»»

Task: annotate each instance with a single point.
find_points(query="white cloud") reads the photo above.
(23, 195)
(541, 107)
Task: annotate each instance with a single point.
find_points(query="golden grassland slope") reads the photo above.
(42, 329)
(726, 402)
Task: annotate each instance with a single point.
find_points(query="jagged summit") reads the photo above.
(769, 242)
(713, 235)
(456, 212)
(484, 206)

««

**THE EXERCISE:** Copy out every line of the entries above word for word, keeping them in the same order.

**IN RESPONSE:**
Task: annotate each instance with a single point.
find_points(query="white cloud") reads the photo above.
(23, 195)
(541, 107)
Task: annotate each instance with a single point.
find_points(query="golden grassland slope") reads the photo above.
(42, 329)
(726, 402)
Task: annotate each instance with a single point.
find_points(query="jagged summit") reads the photo above.
(769, 242)
(713, 235)
(456, 212)
(484, 206)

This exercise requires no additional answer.